◆ Given request A:
From the listing below, pick out every line that contains the string "gravel".

◆ Passage:
-------------------------

By Tia Williams

The Same Difference, an hour-long documentary about lesbians who discriminate against other lesbians and bisexual women, originated from conversations Nneka Onuorah, a 26-year-old associate producer for Black Entertainment Television (BET), had with friends.

Nneka Onuorah

Nneka Onuorah

“It’s almost like a gang,” Onuorah tells ELIXHER. “This is the criteria. This is what you have to do or you’re not a part of it, you’re not in it, or you’re not real. I thought that was ridiculous. Why do I have to look like you and you look like me for everything to be okay?”

Onuorah, a native of Queens, N.Y., has been working at BET for five years, where she started off working as an intern in BET President of Music Programming Stephen Hill’s office. Now, as an associate producer and coordinator of music specials for BET she has helped produce shows like “Black Girls Rock.” Prior to working at BET, Onuorah was a professional dancer proficient in jazz, contemporary and hip-hop.

She recalls when she was younger, people would either tell her, “you should cut off your hair, you should be more butch” or “you should dress more baggy,” and she never wanted to do those things. She was never the type to conform. Having witnessed “aggressives” or masculine-presenting women get jumped in her neighborhood because they weren’t tough enough and other forms of discrimination within the Black lesbian community, she wanted to start the conversation and shed some light on those issues.

Onuorah held a casting call and leaned on some of her friends to get the word out about what she was looking for. She wanted to talk to women in a stud-on-stud relationship, women who identify as a stud and are pregnant, and other stories of women who don’t fit the “norm.” She was looking for compelling stories.

From the trailer, you can spot a few familiar queer women of color featured in the documentary. Po Johnson from La La’s Full Court Life, Ariane Davis from Love and Hip Hop: Atlanta, AzMarie from America’s Next Top Model (and the cover girl for ELIXHER Magazine’s inaugural issue), Felicia “Snoop” Pearson from The Wire, and many others. In the clip, you can see Snoop walking in heels.  Onuorah tells us that in the film Snoop talks about accepting femininity in order to further her acting to career and the backlash she has received within the lesbian community for wearing more “girly” clothes.

So far, the teaser has been well received. The LGBT community wants to see it because they are living this every day. Onuorah feels it will even do well with those outside of the community because of their curiosity and the film’s unique stories.

Her fundraising goal is $15,000 and the money raised will go to production costs for her to complete the film. Onuorah does not want to only get the major city perspectives that are always seen. She wants to talk to people in states like Utah, Arkansas, and Washington. When the project is completed, Onuorah plans to take the film on a full promo tour and stream it on different websites. She would like to take it on a Pride tour to raise awareness. But she also wants to make sure the message is heard by everyone, not just the lesbian community.

-------------------------

◆ Excerpted records:
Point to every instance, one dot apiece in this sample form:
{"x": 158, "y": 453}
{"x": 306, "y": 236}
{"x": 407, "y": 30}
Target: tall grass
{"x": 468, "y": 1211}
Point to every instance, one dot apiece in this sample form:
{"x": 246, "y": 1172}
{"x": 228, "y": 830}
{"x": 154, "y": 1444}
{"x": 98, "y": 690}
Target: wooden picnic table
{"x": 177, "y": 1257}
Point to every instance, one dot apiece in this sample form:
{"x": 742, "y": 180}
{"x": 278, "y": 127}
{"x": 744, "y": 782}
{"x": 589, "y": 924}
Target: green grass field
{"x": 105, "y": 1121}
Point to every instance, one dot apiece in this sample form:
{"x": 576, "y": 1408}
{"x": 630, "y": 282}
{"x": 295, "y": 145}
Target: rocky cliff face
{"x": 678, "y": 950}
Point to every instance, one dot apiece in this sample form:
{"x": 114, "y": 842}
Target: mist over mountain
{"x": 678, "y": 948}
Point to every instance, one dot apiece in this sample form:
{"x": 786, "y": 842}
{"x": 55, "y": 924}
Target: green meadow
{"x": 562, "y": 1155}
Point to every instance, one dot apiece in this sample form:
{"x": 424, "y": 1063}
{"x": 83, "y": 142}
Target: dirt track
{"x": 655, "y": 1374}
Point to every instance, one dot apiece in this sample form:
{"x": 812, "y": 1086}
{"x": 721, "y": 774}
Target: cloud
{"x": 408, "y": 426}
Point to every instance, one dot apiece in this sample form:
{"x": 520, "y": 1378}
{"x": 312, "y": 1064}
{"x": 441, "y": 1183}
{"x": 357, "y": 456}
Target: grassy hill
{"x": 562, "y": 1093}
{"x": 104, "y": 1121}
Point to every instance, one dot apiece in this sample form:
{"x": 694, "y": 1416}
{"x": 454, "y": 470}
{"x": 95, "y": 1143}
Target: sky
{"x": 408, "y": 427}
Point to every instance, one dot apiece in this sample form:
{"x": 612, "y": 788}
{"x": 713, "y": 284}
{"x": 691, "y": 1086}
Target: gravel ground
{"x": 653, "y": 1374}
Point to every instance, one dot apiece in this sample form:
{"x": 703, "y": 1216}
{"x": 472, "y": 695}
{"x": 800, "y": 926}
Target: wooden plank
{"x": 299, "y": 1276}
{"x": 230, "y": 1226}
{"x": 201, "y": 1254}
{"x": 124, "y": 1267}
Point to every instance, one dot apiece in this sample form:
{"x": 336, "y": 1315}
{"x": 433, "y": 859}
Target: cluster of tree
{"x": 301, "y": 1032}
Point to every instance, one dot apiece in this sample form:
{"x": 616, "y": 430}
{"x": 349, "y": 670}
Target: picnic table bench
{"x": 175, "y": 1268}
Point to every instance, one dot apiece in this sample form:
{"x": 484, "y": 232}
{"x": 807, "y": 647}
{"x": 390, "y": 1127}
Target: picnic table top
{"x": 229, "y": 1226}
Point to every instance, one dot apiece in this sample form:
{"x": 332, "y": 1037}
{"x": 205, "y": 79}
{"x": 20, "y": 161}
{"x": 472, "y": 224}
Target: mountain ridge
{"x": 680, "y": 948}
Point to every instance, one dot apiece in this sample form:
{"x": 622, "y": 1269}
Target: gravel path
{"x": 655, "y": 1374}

-------------------------

◆ Given request B:
According to the article about the documentary The Same Difference, what is Onuorah's fundraising goal?

◆ Expected answer A:
Target: gravel ground
Target: gravel path

◆ Expected answer B:
$15,000